TASK DIRECTIONS — Your answer must match the entries below word for word.

───── INFORMATION GIVEN ─────

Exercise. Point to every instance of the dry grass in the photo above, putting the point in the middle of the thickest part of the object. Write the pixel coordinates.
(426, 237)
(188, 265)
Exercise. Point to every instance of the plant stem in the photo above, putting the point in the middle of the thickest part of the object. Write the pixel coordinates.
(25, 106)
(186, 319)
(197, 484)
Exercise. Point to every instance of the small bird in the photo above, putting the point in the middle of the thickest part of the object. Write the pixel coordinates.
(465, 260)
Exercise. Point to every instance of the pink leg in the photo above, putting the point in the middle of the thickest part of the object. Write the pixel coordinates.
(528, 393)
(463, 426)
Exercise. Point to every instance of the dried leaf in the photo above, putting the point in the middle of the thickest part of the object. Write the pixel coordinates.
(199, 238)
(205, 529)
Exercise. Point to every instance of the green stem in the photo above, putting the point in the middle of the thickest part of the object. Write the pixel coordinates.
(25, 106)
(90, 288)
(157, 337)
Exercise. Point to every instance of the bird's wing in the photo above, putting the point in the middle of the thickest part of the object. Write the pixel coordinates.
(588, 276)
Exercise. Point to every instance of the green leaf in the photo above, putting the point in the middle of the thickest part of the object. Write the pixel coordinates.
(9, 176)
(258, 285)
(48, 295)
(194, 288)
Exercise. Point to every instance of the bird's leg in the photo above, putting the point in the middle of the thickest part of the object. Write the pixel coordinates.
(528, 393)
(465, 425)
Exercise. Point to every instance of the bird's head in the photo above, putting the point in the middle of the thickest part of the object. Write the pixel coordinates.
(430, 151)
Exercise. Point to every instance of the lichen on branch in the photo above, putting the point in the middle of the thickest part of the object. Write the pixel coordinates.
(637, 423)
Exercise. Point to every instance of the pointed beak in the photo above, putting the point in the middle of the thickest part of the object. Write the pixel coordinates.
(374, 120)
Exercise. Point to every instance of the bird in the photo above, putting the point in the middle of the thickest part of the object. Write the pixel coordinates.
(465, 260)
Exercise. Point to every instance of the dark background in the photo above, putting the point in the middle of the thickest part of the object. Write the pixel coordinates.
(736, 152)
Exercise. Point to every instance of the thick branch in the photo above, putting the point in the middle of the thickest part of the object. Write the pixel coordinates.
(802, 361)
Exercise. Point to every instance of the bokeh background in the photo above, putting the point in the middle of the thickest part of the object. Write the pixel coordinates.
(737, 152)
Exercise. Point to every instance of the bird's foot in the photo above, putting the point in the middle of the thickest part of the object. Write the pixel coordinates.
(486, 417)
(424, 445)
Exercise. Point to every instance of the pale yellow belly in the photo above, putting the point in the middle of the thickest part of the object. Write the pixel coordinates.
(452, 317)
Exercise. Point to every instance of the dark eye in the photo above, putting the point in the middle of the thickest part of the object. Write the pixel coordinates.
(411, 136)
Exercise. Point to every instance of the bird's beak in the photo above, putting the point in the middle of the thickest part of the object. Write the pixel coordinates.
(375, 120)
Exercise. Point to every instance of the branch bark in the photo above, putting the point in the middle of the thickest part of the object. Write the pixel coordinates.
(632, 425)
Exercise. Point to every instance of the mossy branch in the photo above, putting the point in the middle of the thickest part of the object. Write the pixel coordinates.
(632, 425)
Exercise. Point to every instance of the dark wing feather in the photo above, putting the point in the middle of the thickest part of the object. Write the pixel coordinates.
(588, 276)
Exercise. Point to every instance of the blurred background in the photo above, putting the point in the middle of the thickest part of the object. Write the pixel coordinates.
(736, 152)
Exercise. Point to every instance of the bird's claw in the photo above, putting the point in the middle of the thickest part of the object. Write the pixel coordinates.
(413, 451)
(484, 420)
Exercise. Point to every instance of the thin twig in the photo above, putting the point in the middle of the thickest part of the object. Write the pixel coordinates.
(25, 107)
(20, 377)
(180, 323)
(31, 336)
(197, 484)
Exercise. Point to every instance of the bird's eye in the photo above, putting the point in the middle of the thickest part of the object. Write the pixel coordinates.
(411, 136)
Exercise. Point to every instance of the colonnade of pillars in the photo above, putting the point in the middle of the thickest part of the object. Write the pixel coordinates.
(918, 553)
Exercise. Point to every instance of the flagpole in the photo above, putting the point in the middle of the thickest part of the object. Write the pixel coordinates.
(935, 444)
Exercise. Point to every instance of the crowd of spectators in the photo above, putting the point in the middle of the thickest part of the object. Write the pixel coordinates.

─────

ANSWER BOX —
Exercise. Point to every instance of the dry grass in the photo above, putting the point in the middle of the thickest part of the object. Write the pixel coordinates.
(426, 237)
(188, 265)
Exercise. Point to every instance of the plant stem in the photo above, putting the point in the middle of the thickest part of the object. Write the pixel coordinates.
(25, 106)
(186, 319)
(197, 484)
Exercise. Point to every instance of the small bird in the photo above, putting the point in the middle of the thickest part of the object. Write the pixel coordinates.
(465, 260)
Exercise. Point to every instance of the pink leg in the photo above, putting the point in the middle of the thickest part of the object. Write the pixel coordinates.
(528, 393)
(463, 426)
Exercise. Point to every instance of the dried leaf in the photo above, putting the point in the middle of the thickest part of the object. Write the pixel coordinates.
(199, 238)
(205, 529)
Exercise. Point to every instance of the green stem in the photo above, putting the point in the middle of the thickest part of the object. Write the pixel coordinates.
(25, 106)
(90, 288)
(157, 337)
Exercise. Point to every instance of the bird's wing in the photo above, putting the point in the middle of the thickest part of the object. Write the pixel coordinates.
(588, 276)
Exercise. Point to every instance of the green leaf in the photo above, putting the point in the middle of the thickest part of the object. Write the pixel coordinates.
(9, 176)
(258, 285)
(48, 295)
(194, 288)
Exercise. Point to every instance of the bird's leg in the photo above, putting the point in the middle of the thickest part of the object. Write the pixel coordinates.
(528, 393)
(465, 425)
Exercise. Point to every instance of the bird's head in the photo above, putting the point in the middle of the thickest part of the object. Write the pixel coordinates.
(430, 151)
Exercise. Point to every instance of the lichen on branch in the photo above, putting the point in the middle of the thickest part of the object. Write the pixel coordinates.
(637, 423)
Exercise. Point to every instance of the pointed beak in the photo above, putting the point in the middle of the thickest part of the object. Write the pixel coordinates.
(374, 120)
Exercise. Point to every instance of the bird in the photo above, putting the point in the middle of the thickest part of the object. Write the pixel coordinates.
(465, 260)
Exercise. Point to every instance of the dark background in the photo above, putting the point in the middle of the thickest part of the object. Write the pixel coordinates.
(736, 152)
Exercise. Point to every instance of the thick branch in the photo above, putting the point in the middle of the thickest part of the object. Write the pixel coordinates.
(802, 361)
Exercise. Point to every instance of the bokeh background in the photo above, putting the point in the middle of the thickest part of the object. Write the pixel coordinates.
(737, 152)
Exercise. Point to every instance of the bird's foot in the photo above, putting the point in the middle of the thickest part of the object. Write the pixel coordinates.
(486, 417)
(424, 445)
Exercise. Point to every instance of the pale yellow belly in the photo above, putting the point in the middle of the thickest part of the object. Write the pixel coordinates.
(452, 317)
Exercise. Point to every instance of the dark eye in the photo above, putting the point in the middle of the thickest part of the object. Write the pixel coordinates.
(411, 136)
Exercise. Point to every instance of the bird's beak in the photo above, putting the point in the middle of the thickest part of the object. Write the pixel coordinates.
(375, 120)
Exercise. Point to every instance of the branch bark in the photo above, putting the point in the middle of the thickest part of the object. Write the pixel coordinates.
(632, 425)
Exercise. Point to every instance of the mossy branch in the photo above, putting the point in the middle of the thickest part of the object. Write the pixel coordinates.
(632, 425)
Exercise. Point to every instance of the dark wing feather in the photo above, putting the point in the middle of the thickest part of the object. Write the pixel coordinates.
(588, 276)
Exercise. Point to every instance of the blurred background in the photo above, putting the point in the middle of the thickest part of the object. Write the pixel coordinates.
(736, 152)
Exercise. Point to every instance of the bird's claw in the photo above, putting the point in the middle of the thickest part of the object. Write the pixel coordinates.
(413, 451)
(484, 420)
Exercise. Point to every instance of the thin twig in the photo above, putting the point in the middle of the thickest part of the object. Write the pixel coordinates.
(25, 107)
(20, 377)
(180, 323)
(31, 336)
(197, 484)
Exercise. Point to every instance of the bird's eye in the photo above, putting the point in the middle of the thickest part of the object. Write the pixel coordinates.
(411, 136)
Exercise. Point to every instance of the colonnade of pillars in the photo above, putting the point in the middle of the thickest part of the object. Write the pixel coordinates.
(918, 553)
Exercise. Point to every instance of the flagpole in the photo above, putting the point in the middle of the thickest part of the object. Write the pixel coordinates.
(935, 444)
Exercise. Point to every instance of the crowd of spectators in the photo above, putting the point in the middle of the thickest part of the object. Write the pixel coordinates.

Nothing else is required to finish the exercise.